PROMPT 1: In the article about Aviation Maintenance Technician Day, on what date did Pete Knight propose that California observe the day each year?
PROMPT 2: Turn the paragraph in the Aviation Maintenance Technician Day article that begins "On April 25, Knight introduced" into a short bulleted list that keeps its main facts.
PROMPT 3: Write the next few paragraphs of the article about Aviation Maintenance Technician Day, picking up right after its final sentence.

Years later, Dilbeck began campaigning to “show the world there are a lot of folks that don’t get pats on the back like pilots do.”
“I have a passion to get the recognition out there and see these unsung heroes memorialized before they pass away to that big hangar in the sky,” Dilbeck said.
At the reception, and at other times, Dilbeck and Bradley Koontz discussed what could be done to earn Taylor and aviation mechanic technicians recognition. One idea was to have a proclamation drawn up like Bradley Koontz had done to honor early aviator Harriet Quimby recognition.
“I did some Internet exploring and came up with some drafts,” Dilbeck said. “I also made contact with some of the legislation folks under Governor Grey Davis and was able to convince them of the plight of the unsung heroes of aviation. They handed it down to somebody that I suggested, which was Senator Pete Knight, a retired Air Force colonel and test pilot out of Edwards Air Force Base who flew the X-15, whom I was sure would know the importance of aviation maintenance folks.”
Although Dilbeck continued his work on the draft, he says Knight “took the ball and ran with it.” Out of the loop temporarily, a surprised Bradley Koontz later received a letter from Knight asking her to attend a ceremony in Sacramento.
“Pete said, ‘To heck with a proclamation; let’s just go for a bill and make it Aviation Maintenance Technician Day in the state of California for now and forever on May 24,'” Koontz said.
On April 25, Knight introduced resolution SCR 70 in a session of the California State Senate, in Sacramento. Those in attendance or introduced on the floor included Bradley Koontz, Phil Randall and Dilbeck, and Bill Withycombe, the FAA’s Western Pacific regional administrator; Larry Kephart, FAA division manager (who also has a maintenance background); and Greg Michael, manager of the Sacramento FSDO. Goglia and DuFour were unable to attend, but were invited and recognized.
The resolution specifically mentions Taylor’s building of the Wright’s first engine.
“It explains engine theory and using the drill press and a lathe to make a four-cylinder engine weighing 179 pounds producing 12-horsepower, in six weeks,” Dilbeck said. “That’s a remarkable accomplishment. It couldn’t have been done without Charlie. Basically, the Wright brothers had a very nice glider and then Charlie pounded out an engine.”
The bill passed unanimously and did so again in May when it went before the Assembly. A few days later, Sen. Knight signed the proclamation. Dilbeck is rightfully proud that California was the first state to put a resolution of this type into action.
“My competition are friends of mine back in Ohio and North Carolina,” he said. “We beat them to the punch at Kitty Hawk, where history was made, and in Dayton, Ohio, where Charlie made the engine.”
FAA’s Western Pacific region covers Nevada, Arizona, California and Hawaii. Verbiage in the resolution, however, states that California in particular will celebrate Aviation Maintenance Technician Day.
“Probably the Western Pacific will harness those other states,” Dilbeck said. “I’m meeting with the other safety program managers that cover those states, and asking them to go back to their Senate staff to ask that state to buy into this.”
A lot of thought has gone into the memorial championed by the AMCC. Information on that project can be accessed at www.amccommission.com, where an artist’s rendition of the memorial can be found. The memorial foundation is shaped like a six-sided bolt head. In the middle of the memorial will be an image of Charles Taylor, working on his engine, complete with his history, and the logo of the aviation maintenance technicians, which combines images of the space shuttle and the “Wright Flyer.”

MATERIAL:
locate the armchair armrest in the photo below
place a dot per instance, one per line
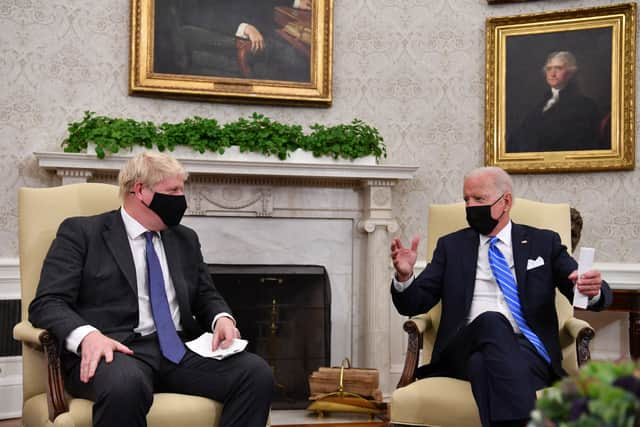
(582, 333)
(414, 327)
(44, 341)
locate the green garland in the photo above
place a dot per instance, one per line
(257, 134)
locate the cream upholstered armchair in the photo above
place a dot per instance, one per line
(448, 402)
(45, 403)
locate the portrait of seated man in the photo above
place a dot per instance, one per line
(227, 39)
(563, 119)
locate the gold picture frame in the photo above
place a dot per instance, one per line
(184, 49)
(507, 1)
(593, 123)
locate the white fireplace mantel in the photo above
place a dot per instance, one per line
(79, 167)
(337, 214)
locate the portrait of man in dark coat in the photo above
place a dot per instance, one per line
(563, 118)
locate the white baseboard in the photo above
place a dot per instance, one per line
(10, 387)
(9, 278)
(10, 367)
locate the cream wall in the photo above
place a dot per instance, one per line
(412, 68)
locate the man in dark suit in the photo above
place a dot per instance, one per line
(563, 119)
(496, 281)
(199, 37)
(123, 290)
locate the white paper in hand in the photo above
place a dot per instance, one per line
(202, 346)
(585, 263)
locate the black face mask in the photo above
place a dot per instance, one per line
(168, 207)
(479, 217)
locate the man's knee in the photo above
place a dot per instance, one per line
(491, 322)
(260, 373)
(123, 384)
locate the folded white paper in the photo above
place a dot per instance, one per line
(202, 346)
(585, 263)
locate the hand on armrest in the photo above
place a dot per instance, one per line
(27, 333)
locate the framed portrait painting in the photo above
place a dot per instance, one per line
(246, 51)
(560, 90)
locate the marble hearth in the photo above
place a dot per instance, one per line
(335, 215)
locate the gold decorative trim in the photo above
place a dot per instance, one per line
(144, 80)
(620, 154)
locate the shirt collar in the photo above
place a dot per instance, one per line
(134, 228)
(503, 235)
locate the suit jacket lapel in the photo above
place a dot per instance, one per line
(174, 262)
(115, 237)
(520, 246)
(469, 266)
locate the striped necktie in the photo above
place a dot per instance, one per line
(507, 284)
(171, 345)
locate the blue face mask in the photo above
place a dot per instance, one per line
(480, 219)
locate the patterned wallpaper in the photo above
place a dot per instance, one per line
(412, 68)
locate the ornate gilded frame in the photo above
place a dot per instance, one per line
(143, 80)
(620, 22)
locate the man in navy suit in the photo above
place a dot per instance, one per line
(506, 353)
(98, 293)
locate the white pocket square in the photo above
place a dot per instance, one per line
(534, 263)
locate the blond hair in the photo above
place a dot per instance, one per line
(149, 168)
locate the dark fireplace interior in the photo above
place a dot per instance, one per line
(284, 311)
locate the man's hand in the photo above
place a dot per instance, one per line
(95, 346)
(224, 333)
(404, 258)
(588, 283)
(257, 41)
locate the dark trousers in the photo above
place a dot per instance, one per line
(504, 369)
(122, 391)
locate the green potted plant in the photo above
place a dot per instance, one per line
(605, 394)
(256, 134)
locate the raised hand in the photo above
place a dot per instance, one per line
(404, 258)
(257, 41)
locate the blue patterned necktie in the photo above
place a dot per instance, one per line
(171, 345)
(507, 284)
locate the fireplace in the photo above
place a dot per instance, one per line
(284, 313)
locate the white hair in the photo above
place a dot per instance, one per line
(501, 181)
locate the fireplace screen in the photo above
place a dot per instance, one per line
(284, 311)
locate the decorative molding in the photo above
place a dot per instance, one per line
(9, 278)
(370, 225)
(381, 174)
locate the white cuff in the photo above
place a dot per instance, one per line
(73, 340)
(240, 31)
(401, 286)
(595, 299)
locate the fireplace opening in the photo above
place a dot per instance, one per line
(284, 311)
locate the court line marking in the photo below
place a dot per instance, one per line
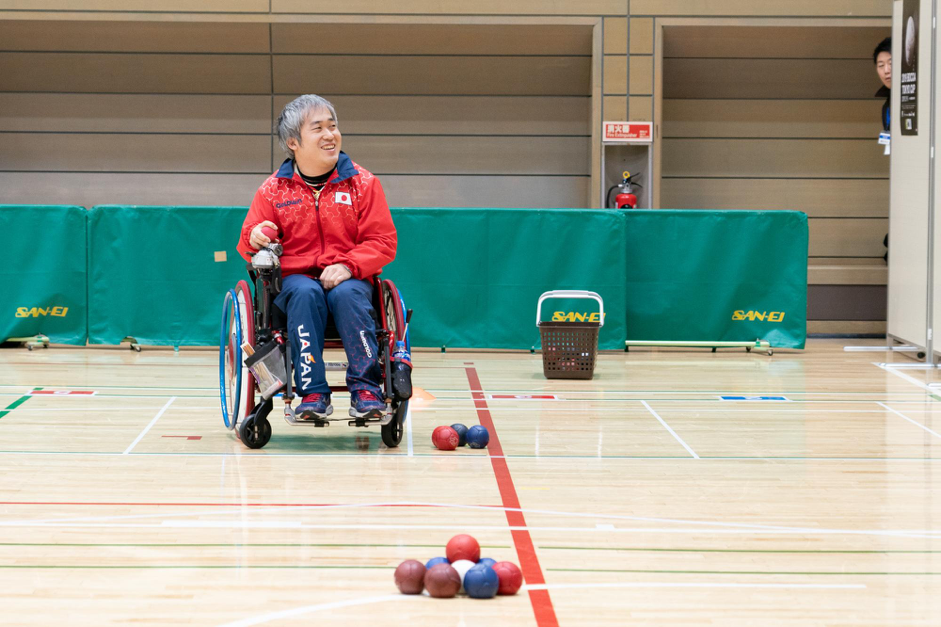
(408, 429)
(147, 428)
(902, 375)
(703, 526)
(483, 457)
(672, 432)
(540, 600)
(695, 584)
(22, 399)
(464, 528)
(914, 422)
(310, 609)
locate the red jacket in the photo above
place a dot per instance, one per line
(348, 223)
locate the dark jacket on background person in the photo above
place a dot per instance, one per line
(886, 114)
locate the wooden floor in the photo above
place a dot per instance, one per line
(639, 497)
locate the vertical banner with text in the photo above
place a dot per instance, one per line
(908, 98)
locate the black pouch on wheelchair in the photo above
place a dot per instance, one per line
(267, 365)
(402, 380)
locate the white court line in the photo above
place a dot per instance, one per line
(902, 375)
(147, 428)
(408, 428)
(704, 525)
(672, 432)
(914, 422)
(691, 584)
(205, 524)
(311, 609)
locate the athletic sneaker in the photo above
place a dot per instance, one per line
(366, 403)
(314, 406)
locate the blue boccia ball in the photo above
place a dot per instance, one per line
(435, 561)
(461, 433)
(481, 582)
(478, 437)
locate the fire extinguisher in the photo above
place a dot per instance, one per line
(626, 197)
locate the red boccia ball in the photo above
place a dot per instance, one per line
(442, 581)
(510, 576)
(409, 577)
(445, 438)
(463, 547)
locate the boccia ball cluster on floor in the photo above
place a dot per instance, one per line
(449, 438)
(463, 571)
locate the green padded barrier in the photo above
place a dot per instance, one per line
(473, 276)
(717, 276)
(153, 272)
(44, 280)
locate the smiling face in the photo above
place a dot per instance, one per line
(884, 68)
(318, 149)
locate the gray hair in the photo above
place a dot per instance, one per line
(294, 115)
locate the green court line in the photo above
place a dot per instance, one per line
(727, 572)
(649, 550)
(6, 410)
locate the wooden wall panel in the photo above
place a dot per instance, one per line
(641, 35)
(93, 36)
(772, 158)
(135, 113)
(641, 75)
(753, 42)
(812, 119)
(764, 8)
(92, 189)
(615, 35)
(182, 6)
(381, 75)
(615, 75)
(134, 73)
(238, 189)
(768, 78)
(490, 156)
(850, 237)
(527, 192)
(102, 152)
(419, 39)
(454, 7)
(866, 198)
(458, 115)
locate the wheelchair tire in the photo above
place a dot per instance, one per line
(236, 383)
(230, 376)
(392, 432)
(254, 432)
(394, 312)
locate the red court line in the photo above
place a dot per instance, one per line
(529, 563)
(165, 504)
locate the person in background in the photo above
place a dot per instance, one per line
(882, 57)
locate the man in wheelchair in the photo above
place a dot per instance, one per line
(336, 231)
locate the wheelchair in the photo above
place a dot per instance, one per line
(254, 337)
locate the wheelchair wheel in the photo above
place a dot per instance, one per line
(394, 312)
(392, 432)
(255, 431)
(236, 384)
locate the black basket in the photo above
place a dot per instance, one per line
(569, 349)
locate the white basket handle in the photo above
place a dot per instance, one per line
(570, 294)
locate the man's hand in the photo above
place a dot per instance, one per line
(334, 275)
(259, 240)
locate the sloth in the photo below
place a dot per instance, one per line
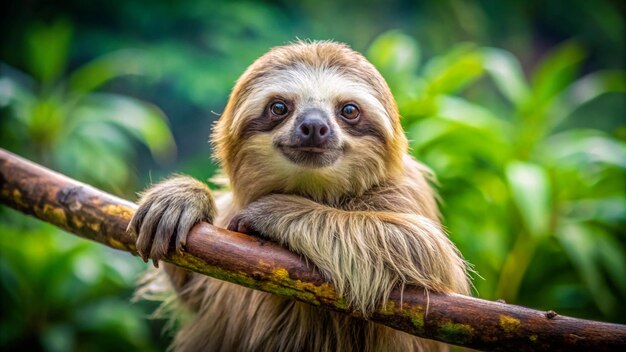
(316, 160)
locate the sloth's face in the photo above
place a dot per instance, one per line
(313, 119)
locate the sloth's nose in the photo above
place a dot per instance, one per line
(313, 131)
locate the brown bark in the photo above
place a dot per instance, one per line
(262, 265)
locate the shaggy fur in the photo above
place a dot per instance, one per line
(367, 218)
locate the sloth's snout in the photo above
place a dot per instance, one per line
(313, 130)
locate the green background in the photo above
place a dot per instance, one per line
(518, 107)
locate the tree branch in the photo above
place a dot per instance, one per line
(262, 265)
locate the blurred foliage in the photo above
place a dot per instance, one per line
(66, 122)
(528, 198)
(518, 106)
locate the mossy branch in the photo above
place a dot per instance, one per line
(251, 262)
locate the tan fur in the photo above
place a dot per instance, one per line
(369, 221)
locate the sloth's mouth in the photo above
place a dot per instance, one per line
(312, 157)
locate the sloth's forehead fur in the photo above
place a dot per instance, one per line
(321, 75)
(317, 73)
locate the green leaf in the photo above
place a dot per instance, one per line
(506, 72)
(47, 50)
(556, 71)
(581, 243)
(395, 54)
(455, 70)
(581, 148)
(531, 191)
(584, 90)
(99, 71)
(144, 121)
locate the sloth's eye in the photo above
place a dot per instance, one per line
(279, 108)
(350, 112)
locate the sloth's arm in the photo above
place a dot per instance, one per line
(364, 253)
(166, 213)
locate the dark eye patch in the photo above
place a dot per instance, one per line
(364, 126)
(268, 120)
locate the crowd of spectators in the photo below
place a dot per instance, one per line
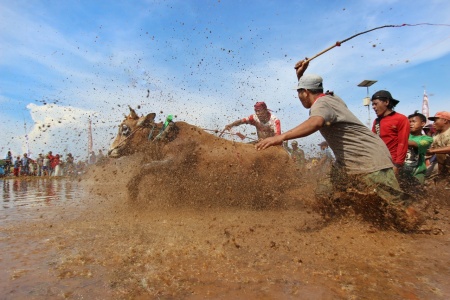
(46, 165)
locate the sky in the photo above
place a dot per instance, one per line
(206, 62)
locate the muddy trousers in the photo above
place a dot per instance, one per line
(382, 183)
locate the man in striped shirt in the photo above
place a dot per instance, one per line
(266, 123)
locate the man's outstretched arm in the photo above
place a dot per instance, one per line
(304, 129)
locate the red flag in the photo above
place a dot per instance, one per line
(425, 107)
(90, 138)
(240, 135)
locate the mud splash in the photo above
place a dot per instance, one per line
(108, 248)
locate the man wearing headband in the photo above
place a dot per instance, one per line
(363, 165)
(266, 123)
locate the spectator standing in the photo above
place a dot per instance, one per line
(414, 169)
(441, 143)
(100, 157)
(92, 158)
(17, 164)
(69, 165)
(8, 163)
(55, 165)
(25, 166)
(50, 166)
(40, 164)
(391, 127)
(46, 166)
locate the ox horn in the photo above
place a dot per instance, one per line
(133, 114)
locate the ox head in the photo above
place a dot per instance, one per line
(133, 134)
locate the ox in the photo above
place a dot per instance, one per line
(192, 166)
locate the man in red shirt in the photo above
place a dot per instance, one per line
(392, 127)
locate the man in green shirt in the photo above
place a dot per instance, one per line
(414, 169)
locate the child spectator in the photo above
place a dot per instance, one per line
(414, 169)
(441, 143)
(25, 167)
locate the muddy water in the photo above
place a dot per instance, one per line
(81, 239)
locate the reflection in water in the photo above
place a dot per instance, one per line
(25, 192)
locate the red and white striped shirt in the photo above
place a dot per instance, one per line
(264, 130)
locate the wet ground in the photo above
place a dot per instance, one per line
(80, 239)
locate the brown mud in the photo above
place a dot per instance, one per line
(167, 244)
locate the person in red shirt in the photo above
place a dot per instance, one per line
(392, 127)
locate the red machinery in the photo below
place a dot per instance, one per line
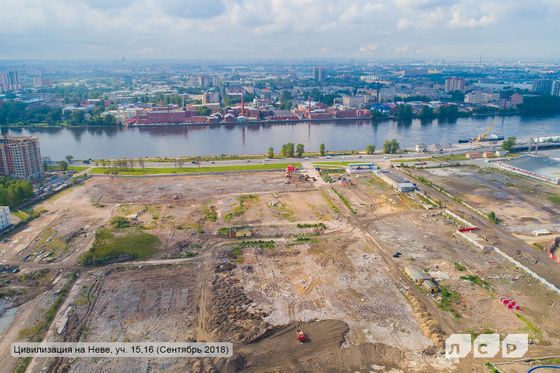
(301, 336)
(468, 229)
(510, 304)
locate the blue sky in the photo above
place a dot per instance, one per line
(453, 29)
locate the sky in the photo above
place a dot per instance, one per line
(271, 29)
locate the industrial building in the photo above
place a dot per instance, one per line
(20, 157)
(5, 217)
(397, 182)
(541, 168)
(354, 168)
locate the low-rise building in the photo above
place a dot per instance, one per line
(396, 181)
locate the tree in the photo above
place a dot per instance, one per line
(300, 150)
(391, 146)
(448, 111)
(203, 111)
(63, 165)
(288, 150)
(508, 144)
(404, 112)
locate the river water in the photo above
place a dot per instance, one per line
(99, 143)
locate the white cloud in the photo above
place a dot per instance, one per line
(368, 49)
(404, 24)
(271, 28)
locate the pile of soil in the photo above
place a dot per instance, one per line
(234, 315)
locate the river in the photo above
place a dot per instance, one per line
(104, 142)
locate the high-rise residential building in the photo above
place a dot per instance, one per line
(20, 157)
(37, 81)
(543, 86)
(455, 84)
(210, 98)
(5, 217)
(9, 81)
(555, 88)
(317, 73)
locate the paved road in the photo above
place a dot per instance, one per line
(338, 158)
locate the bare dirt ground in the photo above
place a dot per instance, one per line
(329, 271)
(523, 204)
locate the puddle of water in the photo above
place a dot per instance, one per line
(6, 319)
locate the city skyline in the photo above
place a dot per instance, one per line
(279, 29)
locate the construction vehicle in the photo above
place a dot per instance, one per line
(302, 338)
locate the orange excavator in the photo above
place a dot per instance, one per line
(301, 336)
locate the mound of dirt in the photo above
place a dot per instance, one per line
(234, 316)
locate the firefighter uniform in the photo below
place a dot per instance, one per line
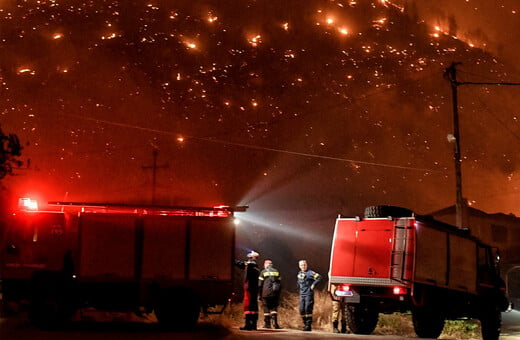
(338, 311)
(307, 280)
(269, 284)
(250, 302)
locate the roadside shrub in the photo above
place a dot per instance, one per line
(399, 324)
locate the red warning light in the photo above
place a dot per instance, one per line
(27, 204)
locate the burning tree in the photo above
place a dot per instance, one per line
(10, 150)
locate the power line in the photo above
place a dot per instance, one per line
(256, 147)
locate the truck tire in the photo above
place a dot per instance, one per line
(361, 318)
(490, 323)
(427, 322)
(386, 211)
(178, 308)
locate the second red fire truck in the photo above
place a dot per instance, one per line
(392, 260)
(174, 261)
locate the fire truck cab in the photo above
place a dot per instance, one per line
(174, 261)
(395, 261)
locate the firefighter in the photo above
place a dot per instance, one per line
(338, 311)
(269, 284)
(307, 280)
(250, 302)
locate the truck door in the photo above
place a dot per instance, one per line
(362, 249)
(107, 245)
(211, 249)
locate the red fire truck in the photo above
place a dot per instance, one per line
(67, 257)
(395, 261)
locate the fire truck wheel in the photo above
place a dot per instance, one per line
(178, 308)
(387, 210)
(490, 323)
(427, 322)
(361, 318)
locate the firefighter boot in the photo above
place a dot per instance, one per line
(254, 321)
(267, 321)
(308, 324)
(274, 317)
(248, 325)
(344, 327)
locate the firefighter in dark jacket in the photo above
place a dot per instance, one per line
(269, 284)
(307, 280)
(250, 302)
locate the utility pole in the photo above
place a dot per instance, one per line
(451, 75)
(460, 205)
(154, 167)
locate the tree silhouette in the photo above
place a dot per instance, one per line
(10, 150)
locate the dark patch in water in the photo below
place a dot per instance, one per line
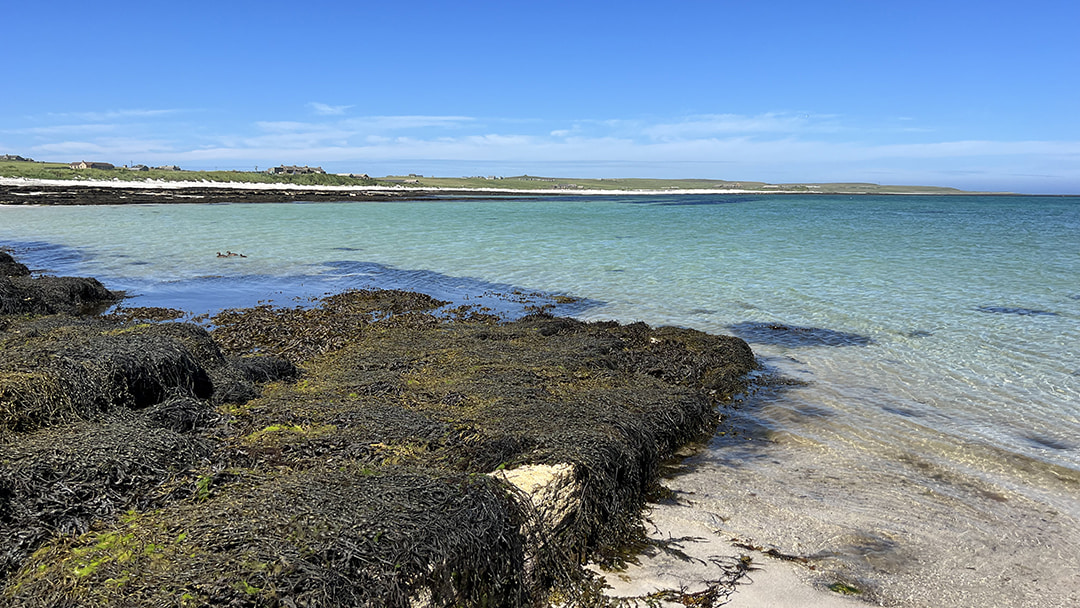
(212, 294)
(779, 334)
(904, 411)
(44, 257)
(1015, 310)
(1048, 443)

FINAL RESULT 1: May 24

FINAL RESULT 2:
- On April 25, Knight introduced resolution SCR 70 in a session of the California State Senate in Sacramento.
- Present or introduced on the floor: Bradley Koontz, Phil Randall and Dilbeck.
- Also present or introduced: Bill Withycombe, the FAA's Western Pacific regional administrator; Larry Kephart, FAA division manager, who also has a maintenance background; and Greg Michael, manager of the Sacramento FSDO.
- Goglia and DuFour were invited and recognized but could not attend.

FINAL RESULT 3:
Behind the image of Taylor will be a structure similar to the Vietnam Wall, displaying names of Charles Taylor Master Mechanic Award recipients.
Bricks in the middle of the foundation can be purchased at $50, with half going towards funding the building of the memorial and the other half towards costs associated with quarterly newsletters, etc. The bricks will bear the name of the individual or company that donated funds.
“On a larger scale, we’re looking for corporate backing as well,” Dilbeck said. “One company has already bought all their employees half the price of the bricks. They come up with the other half. Delta has bought a section.”
It is speculated that in future years, Charles Taylor Award recipients will be honored the week of May 24. At that time, their name would be engraved in the wall.
Although very interested in that project, Dilbeck, Bradley Koontz and others are striving for a memorial in California.
“The East Coast has Kitty Hawk and they have the Smithsonian,” said Bradley Koontz. “Dayton, Ohio has the Wright Brothers’ bicycle shop. On the West Coast, people are hard pressed to distinguish a spot where people honor early aviation, like they do with WWII, private aviation and the aerospace industry.”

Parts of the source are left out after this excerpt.